#### [TAREA PENDIENTE]
Convierte todo el material siguiente en un CSV de dos columnas, consulta y respuesta, con una fila por cada texto y la respuesta que le corresponde. Pon cada uno en un único campo entre comillas y sustituye los saltos de línea por espacios.
--------
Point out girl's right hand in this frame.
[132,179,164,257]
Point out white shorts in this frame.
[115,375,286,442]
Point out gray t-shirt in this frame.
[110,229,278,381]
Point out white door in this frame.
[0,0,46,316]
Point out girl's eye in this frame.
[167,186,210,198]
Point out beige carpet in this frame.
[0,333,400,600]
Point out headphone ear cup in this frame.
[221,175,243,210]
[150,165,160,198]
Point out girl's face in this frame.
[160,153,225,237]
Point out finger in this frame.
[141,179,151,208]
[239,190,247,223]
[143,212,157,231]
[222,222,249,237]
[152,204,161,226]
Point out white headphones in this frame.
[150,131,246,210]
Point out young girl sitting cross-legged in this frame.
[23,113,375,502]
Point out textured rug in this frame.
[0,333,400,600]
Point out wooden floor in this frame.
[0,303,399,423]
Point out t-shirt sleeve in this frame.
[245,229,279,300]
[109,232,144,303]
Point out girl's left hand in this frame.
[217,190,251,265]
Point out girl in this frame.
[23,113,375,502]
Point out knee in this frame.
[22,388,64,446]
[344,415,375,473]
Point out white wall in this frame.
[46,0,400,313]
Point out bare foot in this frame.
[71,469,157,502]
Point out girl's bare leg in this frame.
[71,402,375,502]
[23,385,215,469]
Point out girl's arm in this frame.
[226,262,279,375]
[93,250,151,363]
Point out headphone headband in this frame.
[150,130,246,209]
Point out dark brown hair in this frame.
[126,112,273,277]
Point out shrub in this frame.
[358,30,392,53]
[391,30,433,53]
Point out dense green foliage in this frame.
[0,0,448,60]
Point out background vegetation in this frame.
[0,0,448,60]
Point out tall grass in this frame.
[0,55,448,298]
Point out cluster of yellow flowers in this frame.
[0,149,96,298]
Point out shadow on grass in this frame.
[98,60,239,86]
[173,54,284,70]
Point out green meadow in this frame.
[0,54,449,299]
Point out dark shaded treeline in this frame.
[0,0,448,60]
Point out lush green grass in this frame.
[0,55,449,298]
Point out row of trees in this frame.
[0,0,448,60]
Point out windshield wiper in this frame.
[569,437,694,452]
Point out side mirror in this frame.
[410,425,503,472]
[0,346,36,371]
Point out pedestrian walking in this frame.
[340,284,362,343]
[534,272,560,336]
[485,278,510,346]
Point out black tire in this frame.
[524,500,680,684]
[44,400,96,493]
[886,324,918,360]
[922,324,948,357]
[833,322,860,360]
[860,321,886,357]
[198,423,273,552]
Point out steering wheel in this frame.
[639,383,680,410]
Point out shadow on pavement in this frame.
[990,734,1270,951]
--------
#### [RESPUESTA]
consulta,respuesta
"Point out girl's right hand in this frame.","[132,179,164,257]"
"Point out white shorts in this frame.","[115,375,286,442]"
"Point out gray t-shirt in this frame.","[110,229,278,381]"
"Point out white door in this frame.","[0,0,46,316]"
"Point out girl's eye in this frame.","[167,186,210,198]"
"Point out beige carpet in this frame.","[0,333,400,600]"
"Point out headphone ear cup in this frame.","[221,175,243,210] [150,165,160,198]"
"Point out girl's face in this frame.","[160,153,225,237]"
"Point out finger in this frame.","[141,179,151,208] [239,190,247,223] [143,212,157,231] [222,222,249,237] [152,204,161,226]"
"Point out white headphones in this frame.","[150,131,246,210]"
"Point out young girl sitting cross-legged in this frame.","[23,113,375,502]"
"Point out textured rug in this frame.","[0,333,400,600]"
"Point out wooden floor in this frame.","[0,303,399,423]"
"Point out t-shirt sleeve in this frame.","[245,229,279,300] [109,232,144,303]"
"Point out girl's left hand in this frame.","[217,190,251,265]"
"Point out girl in this frame.","[23,113,375,502]"
"Point out knee in this frame.","[22,388,64,446] [344,415,375,473]"
"Point out white wall in this frame.","[46,0,400,313]"
"Point out bare foot in this frame.","[71,469,157,502]"
"Point out girl's bare leg in this frame.","[71,402,375,502] [23,385,215,469]"
"Point out girl's arm in this frame.","[226,262,279,375] [93,250,151,363]"
"Point out headphone headband in this frame.","[150,130,246,209]"
"Point out dark brown hair in this frame.","[126,112,273,277]"
"Point out shrub in this frame.","[358,30,392,53] [391,30,433,53]"
"Point out dense green foliage in this frame.","[0,0,448,60]"
"Point out background vegetation in this frame.","[0,0,448,60]"
"Point out tall grass in this frame.","[0,55,448,298]"
"Point out cluster of yellow flowers in this frame.","[0,149,96,298]"
"Point out shadow on grass in this frame.","[98,60,239,86] [173,54,284,70]"
"Point out green meadow in this frame.","[0,54,449,299]"
"Point out dark shaded treeline in this frame.","[0,0,448,60]"
"Point out lush green grass in this frame.","[0,55,449,298]"
"Point out row of trees in this frame.","[0,0,448,60]"
"Point out windshield wiper in this frame.","[569,437,694,452]"
"Point out side mirror in this frame.","[410,425,503,472] [0,346,36,371]"
"Point out pedestrian walking in this frame.","[340,284,362,343] [534,272,560,336] [485,278,510,346]"
"Point out black tire in this frame.","[524,500,680,684] [44,400,96,493] [886,324,918,360] [922,324,948,357] [833,322,860,360] [860,321,886,357] [198,423,273,552]"
"Point out steering wheel in this frame.","[639,383,680,410]"
"Point out shadow on pavement in this frame.","[990,734,1270,951]"